#### EXERCISE DIRECTIONS:
Count the lines below that carry the word "cabinet". Answer with that number alone.

Stored data entries
*** Block opens ***
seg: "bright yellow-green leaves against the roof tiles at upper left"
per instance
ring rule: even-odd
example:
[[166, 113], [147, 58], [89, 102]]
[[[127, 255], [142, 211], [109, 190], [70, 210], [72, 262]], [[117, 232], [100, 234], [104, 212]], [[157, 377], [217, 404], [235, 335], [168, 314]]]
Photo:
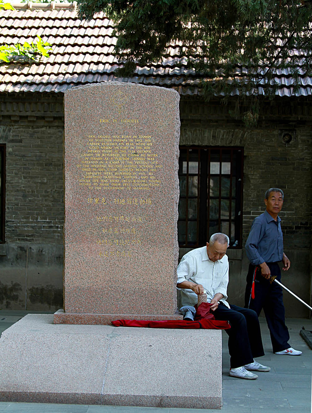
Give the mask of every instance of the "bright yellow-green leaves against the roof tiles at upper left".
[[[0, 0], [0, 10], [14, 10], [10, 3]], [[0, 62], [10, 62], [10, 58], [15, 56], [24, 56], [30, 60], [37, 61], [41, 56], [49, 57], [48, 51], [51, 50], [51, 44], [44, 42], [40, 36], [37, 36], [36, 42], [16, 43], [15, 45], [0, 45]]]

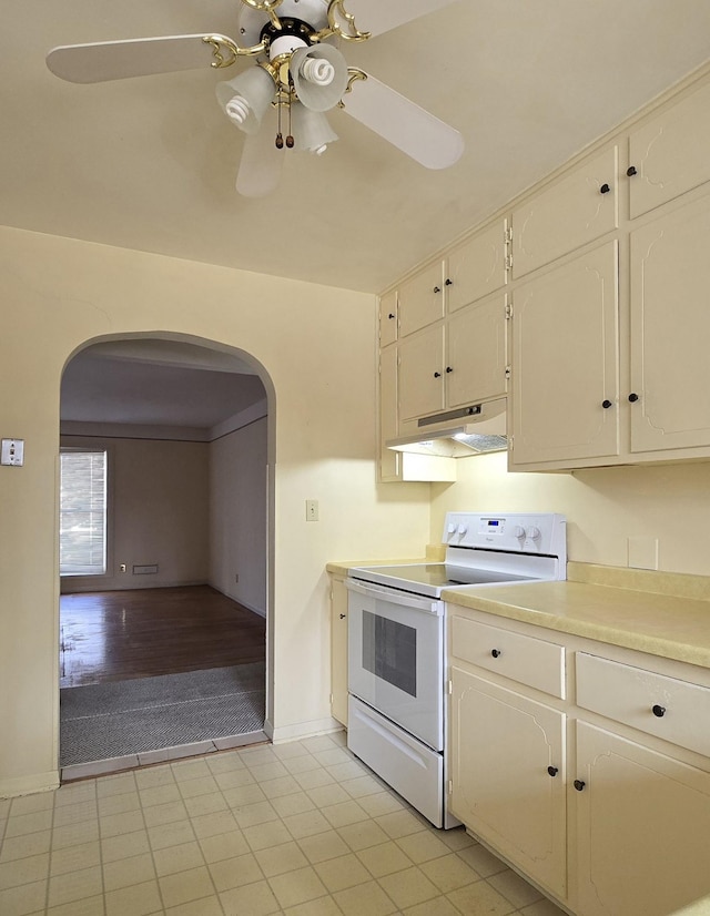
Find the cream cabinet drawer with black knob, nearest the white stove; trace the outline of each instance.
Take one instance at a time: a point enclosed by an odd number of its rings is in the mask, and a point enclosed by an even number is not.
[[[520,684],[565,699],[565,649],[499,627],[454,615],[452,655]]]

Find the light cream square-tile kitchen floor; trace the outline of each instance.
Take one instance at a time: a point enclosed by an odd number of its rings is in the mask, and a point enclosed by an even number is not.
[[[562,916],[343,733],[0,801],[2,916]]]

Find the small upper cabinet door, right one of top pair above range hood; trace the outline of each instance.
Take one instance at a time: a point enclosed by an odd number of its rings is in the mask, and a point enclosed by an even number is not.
*** Block closes ***
#### ANSWER SECTION:
2